>> BEGIN

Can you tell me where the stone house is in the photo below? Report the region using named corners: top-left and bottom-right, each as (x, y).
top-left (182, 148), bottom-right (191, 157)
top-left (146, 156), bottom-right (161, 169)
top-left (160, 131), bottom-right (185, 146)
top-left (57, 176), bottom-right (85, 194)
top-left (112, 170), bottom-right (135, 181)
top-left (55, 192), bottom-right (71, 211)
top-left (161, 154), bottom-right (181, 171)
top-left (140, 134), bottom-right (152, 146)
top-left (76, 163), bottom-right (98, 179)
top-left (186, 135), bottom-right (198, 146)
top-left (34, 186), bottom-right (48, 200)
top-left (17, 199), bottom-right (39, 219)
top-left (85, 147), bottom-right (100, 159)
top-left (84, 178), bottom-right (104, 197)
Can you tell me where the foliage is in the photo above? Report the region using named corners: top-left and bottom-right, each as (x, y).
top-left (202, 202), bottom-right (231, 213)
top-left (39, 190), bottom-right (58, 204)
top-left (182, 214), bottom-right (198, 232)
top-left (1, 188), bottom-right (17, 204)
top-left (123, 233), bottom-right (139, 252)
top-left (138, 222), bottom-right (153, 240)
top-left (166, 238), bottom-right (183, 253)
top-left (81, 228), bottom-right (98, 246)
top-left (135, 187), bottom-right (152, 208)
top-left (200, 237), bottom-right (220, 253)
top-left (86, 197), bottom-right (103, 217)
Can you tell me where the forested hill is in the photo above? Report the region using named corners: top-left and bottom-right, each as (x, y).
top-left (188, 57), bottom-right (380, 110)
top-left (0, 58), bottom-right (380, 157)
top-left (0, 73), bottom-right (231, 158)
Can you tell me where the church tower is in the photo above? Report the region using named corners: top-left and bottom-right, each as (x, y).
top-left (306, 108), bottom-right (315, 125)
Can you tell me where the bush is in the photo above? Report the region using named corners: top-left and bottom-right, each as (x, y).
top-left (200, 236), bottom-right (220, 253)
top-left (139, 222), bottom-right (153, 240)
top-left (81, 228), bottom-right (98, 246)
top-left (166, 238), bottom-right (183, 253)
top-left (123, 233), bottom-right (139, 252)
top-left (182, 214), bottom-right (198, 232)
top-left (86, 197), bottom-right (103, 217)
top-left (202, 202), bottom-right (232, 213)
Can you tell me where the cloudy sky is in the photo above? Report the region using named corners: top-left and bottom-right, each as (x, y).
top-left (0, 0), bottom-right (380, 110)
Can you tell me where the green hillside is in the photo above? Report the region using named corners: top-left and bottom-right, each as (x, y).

>> END

▶ **Brief**: Starting with the first line of the items above, write them out unchanged and stop after the line that contains "top-left (84, 178), bottom-right (104, 197)".

▶ **Solution**:
Can you tell me where the stone house is in the photo below? Report the region using named corners: top-left and bottom-right, each as (x, y).
top-left (182, 148), bottom-right (191, 157)
top-left (146, 156), bottom-right (161, 169)
top-left (160, 131), bottom-right (185, 146)
top-left (57, 176), bottom-right (85, 194)
top-left (112, 170), bottom-right (135, 181)
top-left (55, 192), bottom-right (71, 211)
top-left (161, 154), bottom-right (181, 171)
top-left (140, 134), bottom-right (152, 146)
top-left (76, 163), bottom-right (98, 179)
top-left (186, 135), bottom-right (198, 146)
top-left (34, 186), bottom-right (48, 200)
top-left (17, 199), bottom-right (39, 219)
top-left (85, 147), bottom-right (100, 159)
top-left (84, 178), bottom-right (104, 197)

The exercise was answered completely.